==== MATERIALS PROVIDED ====

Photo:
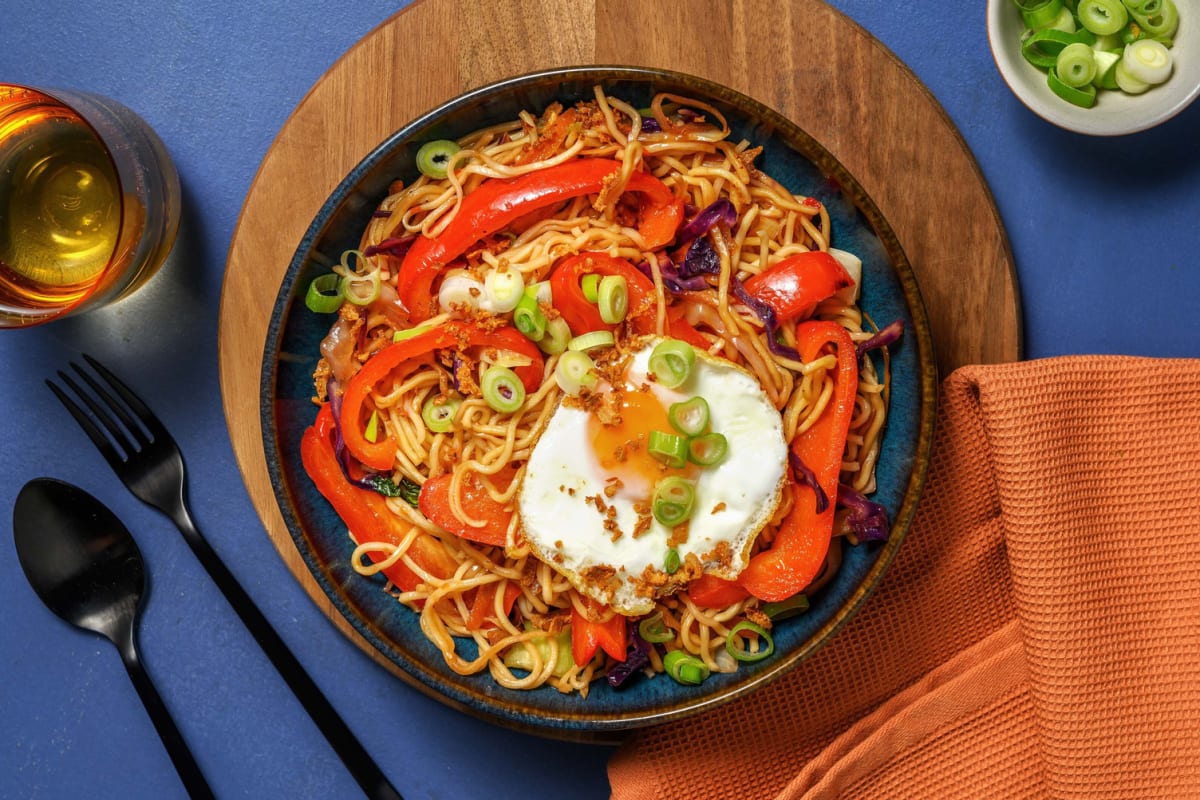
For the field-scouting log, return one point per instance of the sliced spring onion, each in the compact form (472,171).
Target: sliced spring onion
(685,668)
(1105,70)
(324,295)
(591,286)
(502,390)
(1075,65)
(1042,48)
(591,341)
(557,335)
(707,450)
(1161,22)
(361,289)
(671,362)
(502,290)
(1081,96)
(612,299)
(766,643)
(433,157)
(575,372)
(1147,61)
(690,416)
(669,447)
(438,413)
(673,499)
(654,629)
(528,318)
(793,606)
(459,288)
(1037,16)
(1127,83)
(1102,17)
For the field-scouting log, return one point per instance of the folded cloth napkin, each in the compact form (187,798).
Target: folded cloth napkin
(1037,636)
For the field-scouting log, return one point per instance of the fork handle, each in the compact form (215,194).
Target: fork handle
(360,764)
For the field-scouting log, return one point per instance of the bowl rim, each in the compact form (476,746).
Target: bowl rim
(1006,55)
(604,726)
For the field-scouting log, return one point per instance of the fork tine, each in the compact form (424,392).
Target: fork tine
(114,407)
(143,413)
(97,438)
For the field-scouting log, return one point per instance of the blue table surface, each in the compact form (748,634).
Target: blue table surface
(1104,234)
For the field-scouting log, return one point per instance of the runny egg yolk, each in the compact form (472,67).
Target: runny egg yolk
(622,446)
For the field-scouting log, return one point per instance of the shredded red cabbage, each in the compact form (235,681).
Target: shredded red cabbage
(887,336)
(637,655)
(804,475)
(719,211)
(672,276)
(393,246)
(868,519)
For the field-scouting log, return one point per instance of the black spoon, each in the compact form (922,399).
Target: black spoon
(85,566)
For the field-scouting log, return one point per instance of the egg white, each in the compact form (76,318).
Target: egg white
(735,499)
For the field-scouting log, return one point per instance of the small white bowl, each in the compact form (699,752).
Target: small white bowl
(1115,112)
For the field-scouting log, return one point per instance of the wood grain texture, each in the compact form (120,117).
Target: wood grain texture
(825,72)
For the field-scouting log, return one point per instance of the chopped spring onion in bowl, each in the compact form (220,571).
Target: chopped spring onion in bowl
(1144,62)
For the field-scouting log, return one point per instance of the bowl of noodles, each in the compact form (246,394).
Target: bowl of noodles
(598,397)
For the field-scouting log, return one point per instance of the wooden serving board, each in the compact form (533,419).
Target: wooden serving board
(822,71)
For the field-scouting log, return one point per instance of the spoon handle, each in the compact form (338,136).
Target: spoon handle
(180,756)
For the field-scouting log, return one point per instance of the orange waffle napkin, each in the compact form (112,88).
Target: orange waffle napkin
(1038,635)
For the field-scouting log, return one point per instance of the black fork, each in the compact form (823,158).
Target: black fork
(148,461)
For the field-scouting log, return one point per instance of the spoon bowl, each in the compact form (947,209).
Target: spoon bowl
(85,566)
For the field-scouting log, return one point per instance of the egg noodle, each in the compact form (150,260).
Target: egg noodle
(687,145)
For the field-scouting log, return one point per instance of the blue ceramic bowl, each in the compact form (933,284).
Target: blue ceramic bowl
(889,292)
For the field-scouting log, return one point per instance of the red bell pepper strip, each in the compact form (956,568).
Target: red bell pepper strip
(587,636)
(802,542)
(798,282)
(483,605)
(365,512)
(405,356)
(497,203)
(582,316)
(435,503)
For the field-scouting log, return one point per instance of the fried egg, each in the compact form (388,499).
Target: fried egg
(585,501)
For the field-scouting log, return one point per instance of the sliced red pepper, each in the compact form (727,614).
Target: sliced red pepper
(496,203)
(483,603)
(406,355)
(799,282)
(587,636)
(802,542)
(365,512)
(583,316)
(435,503)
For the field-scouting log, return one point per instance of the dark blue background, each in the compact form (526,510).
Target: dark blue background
(1104,234)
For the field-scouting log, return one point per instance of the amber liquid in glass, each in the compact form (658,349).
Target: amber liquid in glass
(60,204)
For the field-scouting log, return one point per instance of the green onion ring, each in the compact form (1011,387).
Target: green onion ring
(438,413)
(766,647)
(433,157)
(671,362)
(654,630)
(1083,96)
(502,390)
(669,447)
(689,416)
(1102,17)
(324,295)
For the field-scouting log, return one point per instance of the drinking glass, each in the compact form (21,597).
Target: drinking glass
(89,203)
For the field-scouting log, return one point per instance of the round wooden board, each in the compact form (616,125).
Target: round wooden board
(825,72)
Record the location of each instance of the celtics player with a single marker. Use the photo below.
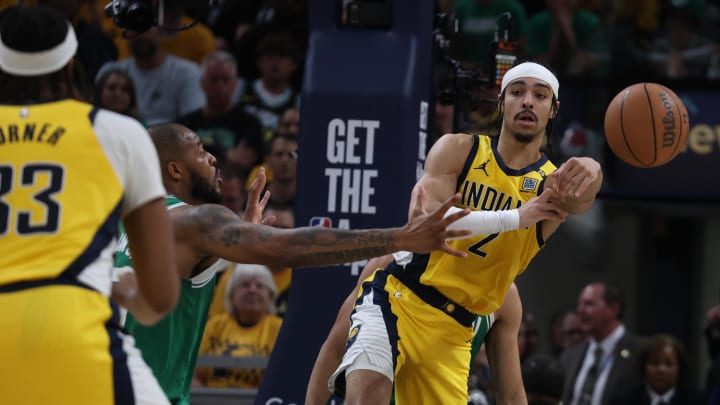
(499, 332)
(415, 327)
(205, 231)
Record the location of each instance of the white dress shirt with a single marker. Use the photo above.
(608, 346)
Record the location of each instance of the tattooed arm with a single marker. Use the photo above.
(213, 230)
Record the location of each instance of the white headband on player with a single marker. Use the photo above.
(38, 63)
(534, 70)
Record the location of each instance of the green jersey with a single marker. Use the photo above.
(170, 347)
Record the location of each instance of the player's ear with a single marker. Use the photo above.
(554, 110)
(174, 171)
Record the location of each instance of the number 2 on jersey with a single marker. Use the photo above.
(475, 249)
(29, 174)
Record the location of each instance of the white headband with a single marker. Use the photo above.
(534, 70)
(38, 63)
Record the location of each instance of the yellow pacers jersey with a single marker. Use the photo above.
(479, 282)
(59, 195)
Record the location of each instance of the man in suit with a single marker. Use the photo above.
(602, 370)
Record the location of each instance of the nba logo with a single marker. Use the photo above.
(325, 222)
(529, 184)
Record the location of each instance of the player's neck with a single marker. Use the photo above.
(181, 194)
(516, 154)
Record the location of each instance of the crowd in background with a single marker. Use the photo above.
(235, 78)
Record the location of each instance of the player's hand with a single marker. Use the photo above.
(428, 232)
(540, 208)
(575, 177)
(256, 205)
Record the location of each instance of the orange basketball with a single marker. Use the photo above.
(646, 125)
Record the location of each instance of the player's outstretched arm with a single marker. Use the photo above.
(216, 231)
(333, 349)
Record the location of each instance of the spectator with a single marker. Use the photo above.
(193, 43)
(249, 328)
(268, 97)
(289, 123)
(115, 91)
(543, 379)
(663, 365)
(282, 275)
(478, 23)
(282, 166)
(680, 51)
(565, 38)
(601, 371)
(221, 124)
(166, 86)
(94, 47)
(572, 331)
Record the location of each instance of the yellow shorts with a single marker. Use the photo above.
(425, 350)
(60, 344)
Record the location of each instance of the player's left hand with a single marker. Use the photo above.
(256, 205)
(576, 176)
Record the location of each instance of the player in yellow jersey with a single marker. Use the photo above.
(68, 174)
(414, 322)
(499, 331)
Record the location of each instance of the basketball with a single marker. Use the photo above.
(646, 125)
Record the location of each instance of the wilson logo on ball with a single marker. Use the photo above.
(646, 125)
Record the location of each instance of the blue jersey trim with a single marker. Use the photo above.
(104, 235)
(468, 161)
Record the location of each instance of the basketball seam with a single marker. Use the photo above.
(652, 119)
(622, 129)
(679, 134)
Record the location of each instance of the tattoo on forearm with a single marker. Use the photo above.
(337, 246)
(307, 246)
(218, 224)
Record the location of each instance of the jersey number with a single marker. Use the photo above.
(475, 249)
(28, 176)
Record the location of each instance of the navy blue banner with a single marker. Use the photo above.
(365, 107)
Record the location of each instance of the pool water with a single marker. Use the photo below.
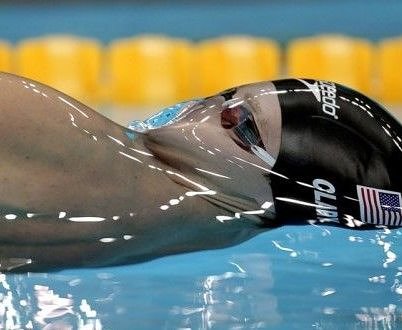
(294, 277)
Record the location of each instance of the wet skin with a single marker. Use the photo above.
(60, 156)
(77, 189)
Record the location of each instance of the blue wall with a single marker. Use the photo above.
(282, 20)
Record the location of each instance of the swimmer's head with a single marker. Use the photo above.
(229, 141)
(241, 120)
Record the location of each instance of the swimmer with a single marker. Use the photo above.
(77, 189)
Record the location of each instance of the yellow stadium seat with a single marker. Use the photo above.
(390, 71)
(341, 59)
(5, 56)
(234, 60)
(68, 63)
(150, 70)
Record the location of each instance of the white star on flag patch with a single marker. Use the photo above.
(379, 207)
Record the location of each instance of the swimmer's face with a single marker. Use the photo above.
(229, 141)
(240, 122)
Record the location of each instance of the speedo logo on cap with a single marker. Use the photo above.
(325, 93)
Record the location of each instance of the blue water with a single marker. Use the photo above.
(305, 277)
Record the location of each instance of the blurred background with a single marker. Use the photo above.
(129, 58)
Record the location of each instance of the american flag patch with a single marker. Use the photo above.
(379, 207)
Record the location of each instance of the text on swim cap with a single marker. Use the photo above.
(324, 197)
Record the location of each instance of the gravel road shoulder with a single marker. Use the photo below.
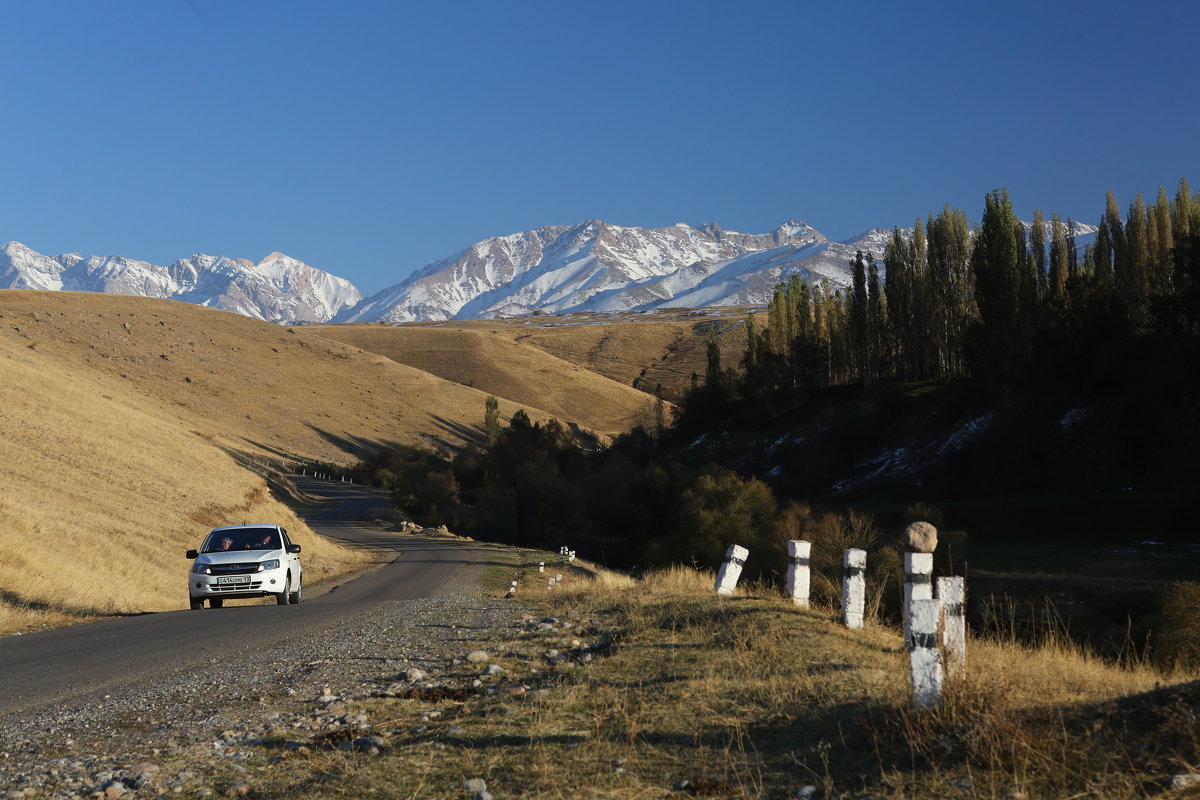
(174, 734)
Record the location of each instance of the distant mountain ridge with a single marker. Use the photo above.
(604, 268)
(279, 289)
(591, 266)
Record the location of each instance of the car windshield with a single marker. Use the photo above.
(243, 539)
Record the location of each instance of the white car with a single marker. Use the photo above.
(245, 561)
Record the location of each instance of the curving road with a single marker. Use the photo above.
(55, 666)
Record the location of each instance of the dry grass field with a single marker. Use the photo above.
(663, 690)
(131, 426)
(639, 350)
(502, 366)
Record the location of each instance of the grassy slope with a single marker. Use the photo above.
(503, 367)
(130, 426)
(639, 350)
(661, 690)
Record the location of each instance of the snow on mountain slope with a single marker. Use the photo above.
(589, 266)
(277, 289)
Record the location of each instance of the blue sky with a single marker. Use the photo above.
(369, 138)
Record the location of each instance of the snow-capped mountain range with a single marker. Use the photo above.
(604, 268)
(593, 266)
(279, 288)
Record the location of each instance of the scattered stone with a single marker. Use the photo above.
(1185, 781)
(371, 745)
(919, 537)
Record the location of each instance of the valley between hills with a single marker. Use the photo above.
(132, 425)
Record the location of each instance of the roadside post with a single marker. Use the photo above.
(731, 570)
(918, 584)
(853, 588)
(952, 591)
(798, 577)
(925, 655)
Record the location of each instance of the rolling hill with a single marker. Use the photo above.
(130, 426)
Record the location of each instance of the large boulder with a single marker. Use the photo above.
(919, 537)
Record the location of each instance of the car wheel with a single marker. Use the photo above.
(285, 596)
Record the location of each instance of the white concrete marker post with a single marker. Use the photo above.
(925, 655)
(731, 570)
(798, 577)
(853, 588)
(952, 591)
(918, 584)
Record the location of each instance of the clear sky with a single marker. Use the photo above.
(369, 138)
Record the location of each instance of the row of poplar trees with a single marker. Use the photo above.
(958, 301)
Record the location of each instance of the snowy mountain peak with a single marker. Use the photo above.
(594, 265)
(279, 289)
(793, 227)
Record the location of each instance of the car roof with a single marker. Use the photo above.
(243, 527)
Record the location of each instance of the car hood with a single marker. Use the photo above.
(238, 557)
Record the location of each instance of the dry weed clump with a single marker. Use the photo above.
(765, 696)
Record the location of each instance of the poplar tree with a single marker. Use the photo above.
(1159, 268)
(1182, 217)
(876, 323)
(1116, 234)
(1000, 336)
(713, 354)
(948, 289)
(492, 419)
(1137, 263)
(1038, 247)
(1056, 281)
(858, 328)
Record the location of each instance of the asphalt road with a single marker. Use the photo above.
(51, 667)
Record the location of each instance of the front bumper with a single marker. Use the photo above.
(259, 584)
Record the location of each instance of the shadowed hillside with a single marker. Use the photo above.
(493, 362)
(639, 350)
(129, 427)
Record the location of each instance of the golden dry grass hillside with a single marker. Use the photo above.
(505, 367)
(639, 350)
(131, 426)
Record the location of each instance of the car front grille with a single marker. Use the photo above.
(234, 569)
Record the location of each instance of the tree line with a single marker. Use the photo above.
(949, 301)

====

WHAT YOU SHOULD DO: When you reach the line in the material above that holds "compact form (526,510).", begin reproducing lines exactly, and stop after the line that holds "compact form (1011,387).".

ANSWER BOX:
For the field-scouting log, return one point per instance of the dark blue background, each in the compact form (526,510).
Target: dark blue background
(1104,234)
For the field-scouting log, return one point per instance of the amber liquid in glass, each in the compact form (658,349).
Target: amber liquid in glass
(60,204)
For the field-scouting log, return one point per instance of the green onion ring, each in the compact form (1011,387).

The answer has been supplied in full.